BEGIN Source data

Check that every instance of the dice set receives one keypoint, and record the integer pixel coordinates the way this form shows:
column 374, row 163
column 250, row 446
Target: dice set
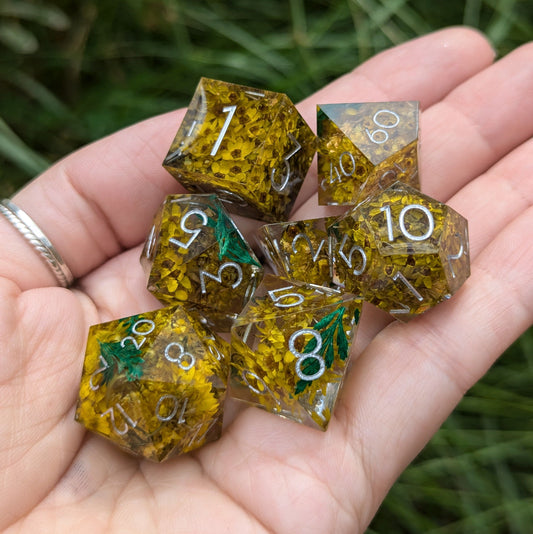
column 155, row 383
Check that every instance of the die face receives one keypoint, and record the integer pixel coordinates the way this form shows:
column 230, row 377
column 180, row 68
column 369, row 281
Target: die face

END Source data
BEGIN Source data

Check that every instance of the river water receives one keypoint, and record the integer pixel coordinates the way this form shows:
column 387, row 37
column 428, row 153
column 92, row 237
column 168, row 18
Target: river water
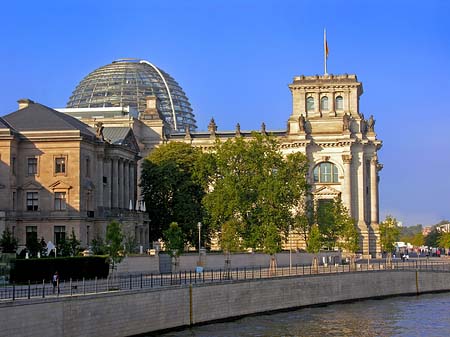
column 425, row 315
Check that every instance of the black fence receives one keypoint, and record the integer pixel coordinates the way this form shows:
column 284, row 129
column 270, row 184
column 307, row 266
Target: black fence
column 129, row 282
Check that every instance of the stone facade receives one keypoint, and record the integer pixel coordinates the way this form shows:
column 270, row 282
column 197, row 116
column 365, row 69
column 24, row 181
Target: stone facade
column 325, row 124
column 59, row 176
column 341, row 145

END Source data
BEGIN Source data

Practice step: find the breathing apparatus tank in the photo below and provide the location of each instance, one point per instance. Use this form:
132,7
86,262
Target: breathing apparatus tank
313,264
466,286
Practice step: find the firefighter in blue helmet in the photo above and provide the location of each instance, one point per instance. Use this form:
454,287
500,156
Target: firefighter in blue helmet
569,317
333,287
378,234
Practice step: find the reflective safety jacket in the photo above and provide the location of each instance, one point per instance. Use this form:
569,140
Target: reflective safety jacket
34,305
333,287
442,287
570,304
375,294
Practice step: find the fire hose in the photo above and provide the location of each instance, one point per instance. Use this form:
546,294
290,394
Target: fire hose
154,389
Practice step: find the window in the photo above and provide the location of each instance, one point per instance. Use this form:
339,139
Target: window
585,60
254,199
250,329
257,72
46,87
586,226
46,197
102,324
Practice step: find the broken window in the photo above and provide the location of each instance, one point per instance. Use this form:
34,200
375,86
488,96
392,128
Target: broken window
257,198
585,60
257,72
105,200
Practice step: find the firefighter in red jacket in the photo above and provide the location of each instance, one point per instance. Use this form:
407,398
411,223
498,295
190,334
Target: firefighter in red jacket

END Source data

Copy exactly, without pictures, the lines above from the one with "column 374, row 163" down to the one with "Target: die face", inclusive.

column 374, row 163
column 250, row 446
Target: dice set
column 155, row 383
Check that every instance of the die face receives one keypoint, and record the integer pixel coordinates the way this form shows:
column 230, row 377
column 180, row 68
column 369, row 281
Target: die face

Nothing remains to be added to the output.